HOW TO COMPLETE THIS TASK: Make an exact copy of the records below, excluding images.

GIVEN RECORDS:
━━━━━━━━━━
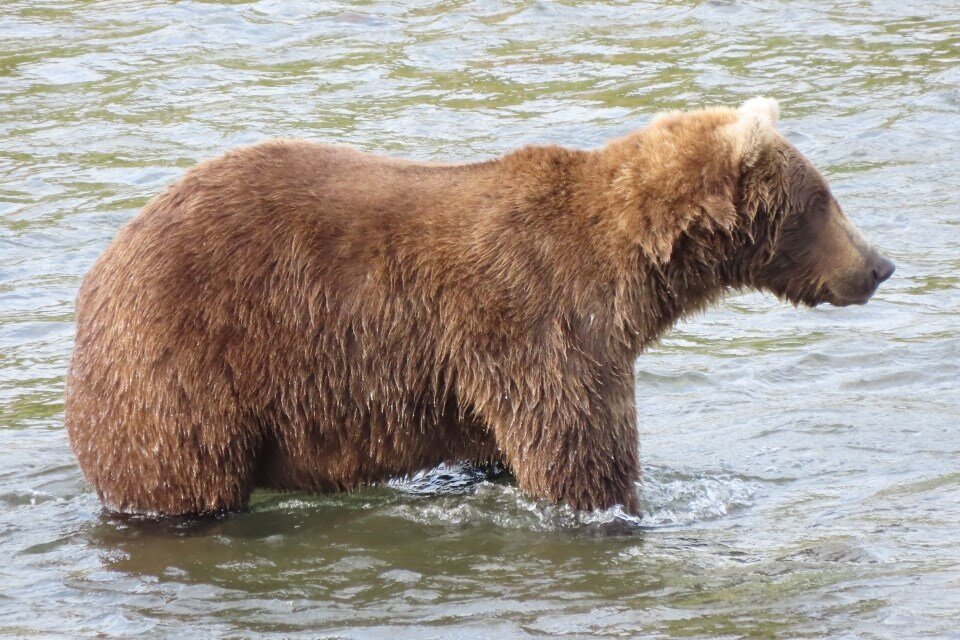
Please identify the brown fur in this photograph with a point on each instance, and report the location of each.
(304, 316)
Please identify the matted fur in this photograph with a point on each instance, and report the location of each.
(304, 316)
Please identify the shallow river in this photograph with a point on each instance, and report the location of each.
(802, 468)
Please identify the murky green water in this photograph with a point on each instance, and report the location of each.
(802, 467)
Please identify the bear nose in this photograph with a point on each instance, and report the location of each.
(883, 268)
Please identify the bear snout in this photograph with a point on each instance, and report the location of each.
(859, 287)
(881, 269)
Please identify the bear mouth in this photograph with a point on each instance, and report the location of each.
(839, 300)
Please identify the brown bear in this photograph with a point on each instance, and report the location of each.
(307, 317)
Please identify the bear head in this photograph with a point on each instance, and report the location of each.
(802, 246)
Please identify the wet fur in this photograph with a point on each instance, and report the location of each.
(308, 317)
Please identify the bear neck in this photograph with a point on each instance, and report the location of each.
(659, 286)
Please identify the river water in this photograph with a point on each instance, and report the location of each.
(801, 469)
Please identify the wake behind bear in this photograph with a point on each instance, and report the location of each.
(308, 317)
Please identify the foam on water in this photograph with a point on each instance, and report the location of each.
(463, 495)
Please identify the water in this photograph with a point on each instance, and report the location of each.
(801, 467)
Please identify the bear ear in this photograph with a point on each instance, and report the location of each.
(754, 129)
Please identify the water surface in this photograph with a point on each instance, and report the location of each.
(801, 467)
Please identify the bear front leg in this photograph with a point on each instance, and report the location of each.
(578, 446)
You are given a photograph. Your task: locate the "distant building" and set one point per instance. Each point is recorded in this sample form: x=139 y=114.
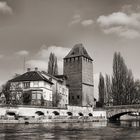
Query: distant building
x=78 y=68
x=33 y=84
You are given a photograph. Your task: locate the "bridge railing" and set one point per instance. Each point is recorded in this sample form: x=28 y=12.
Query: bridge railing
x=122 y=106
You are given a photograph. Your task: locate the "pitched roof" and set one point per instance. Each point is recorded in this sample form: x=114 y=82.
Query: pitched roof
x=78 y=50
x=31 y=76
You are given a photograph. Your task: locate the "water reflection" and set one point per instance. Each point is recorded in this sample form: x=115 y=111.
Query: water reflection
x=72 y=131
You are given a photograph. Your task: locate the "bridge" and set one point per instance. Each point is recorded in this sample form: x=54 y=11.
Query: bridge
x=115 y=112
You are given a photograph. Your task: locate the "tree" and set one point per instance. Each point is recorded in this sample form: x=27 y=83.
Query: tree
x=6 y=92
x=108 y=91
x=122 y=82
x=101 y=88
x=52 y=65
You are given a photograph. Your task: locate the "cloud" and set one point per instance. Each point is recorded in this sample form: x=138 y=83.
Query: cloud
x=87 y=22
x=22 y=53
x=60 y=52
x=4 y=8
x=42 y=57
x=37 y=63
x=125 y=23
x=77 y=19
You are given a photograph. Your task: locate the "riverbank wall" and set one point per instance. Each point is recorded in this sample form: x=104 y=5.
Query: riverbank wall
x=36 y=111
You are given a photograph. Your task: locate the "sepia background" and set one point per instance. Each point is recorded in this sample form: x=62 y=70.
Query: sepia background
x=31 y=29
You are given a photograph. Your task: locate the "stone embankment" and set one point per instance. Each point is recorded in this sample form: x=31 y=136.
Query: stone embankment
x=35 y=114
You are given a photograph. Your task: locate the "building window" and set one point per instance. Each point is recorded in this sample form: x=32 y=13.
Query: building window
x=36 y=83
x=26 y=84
━━━━━━━━━━
TASK RESULT:
Please identify the brown fur in this photograph with a point on each instance, and report the location of each.
(304, 316)
Please identify the matted fur in this photograph with a point on each instance, and report the location of each.
(304, 316)
Please identify the shallow river in this photograph with a point on each instance, and report the location of each.
(802, 468)
Please identify the murky green water in this photograph with a point on each instance, and report the location of each.
(802, 467)
Please identify the bear nose in this photograph with a point on each instance, and report the location of each.
(883, 268)
Please identify the bear snout in this photograph with a point on each instance, and report the location of each.
(859, 287)
(881, 269)
Please identify the bear mouth in this photograph with a point on each instance, and report the location of each.
(839, 300)
Please identify the brown bear in this photograph with a point on each instance, and report the location of each.
(307, 317)
Please identify the bear head in this photograph with a point on each instance, and report the location of each.
(802, 246)
Please identify the wet fur in this photograph with a point on each instance, and report the location of each.
(308, 317)
Please identify the bear neck in this photograph with a point on each instance, and report the location of each.
(659, 286)
Please identify the river water in this photograph with a point on each instance, and report the location of each.
(801, 469)
Please identify the wake behind bear in this photograph with a point on each instance, and report the location of each.
(308, 317)
Please identify the foam on water in this photograph with a point on each instance, and report the location of each.
(463, 495)
Please identify the water in this photograph with a point on each instance, and report the location of each.
(801, 467)
Please identify the bear ear in this photograph with a point on each instance, and report the location of each.
(754, 129)
Please identify the water surface in this photograph with a point on each instance, and report the location of each.
(801, 467)
Please identify the bear front leg in this photograph with a point on each instance, and report the location of each.
(578, 446)
You are given a photograph. Your task: locate the "distant building" and set one point per instance. Each point is recorded in this sample form: x=139 y=114.
Query: distant building
x=78 y=68
x=33 y=84
You are given a photograph. Your task: locate the "bridge railing" and set one point per instance. Each point is recorded in this sample form: x=28 y=12.
Query: bridge railing
x=122 y=106
You are given a photograph. Your task: locate the "pitched roof" and set one point per instance. Each point is recorded in this sample form: x=114 y=82.
Query: pitched roof
x=78 y=50
x=31 y=76
You are given a photograph. Your task: locate the "water reflection" and set one point per instance. Each point is recorded in this sample form: x=115 y=111.
Query: water reflection
x=72 y=131
You are given a photograph. Your task: locate the "bridge" and set one point per instance. Each point is recorded in this sample form: x=54 y=11.
Query: bridge
x=115 y=112
You are given a photograph. Your task: locate the "tree" and set one point per instance. Each point is recorded in this sample form: x=27 y=83.
Query: tree
x=6 y=92
x=108 y=91
x=122 y=82
x=101 y=88
x=52 y=65
You are given a photograph. Your task: locate the "cloud" and set one point per instance. Each point is recorded in this sample form: x=138 y=83.
Query: cloud
x=87 y=22
x=22 y=53
x=60 y=52
x=4 y=8
x=42 y=57
x=37 y=63
x=125 y=23
x=77 y=19
You are given a photograph. Your task: locate the "riverbank wall" and set one point per instance. Each point is recorded in this sample form: x=104 y=5.
Query: riverbank wall
x=36 y=111
You are given a photograph. Your task: locate the "sepia background" and set one point per instance. Each point is recorded in this sample form: x=62 y=70.
Query: sepia background
x=31 y=29
You are given a photograph. Your task: locate the "stone embankment" and set one point per instance. Each point is recorded in this sample form: x=31 y=136.
Query: stone embankment
x=35 y=114
You are given a photograph. Your task: locate the "building window" and set one point per instance. Each point is recorded in this sample form: x=32 y=13.
Query: building window
x=36 y=83
x=26 y=84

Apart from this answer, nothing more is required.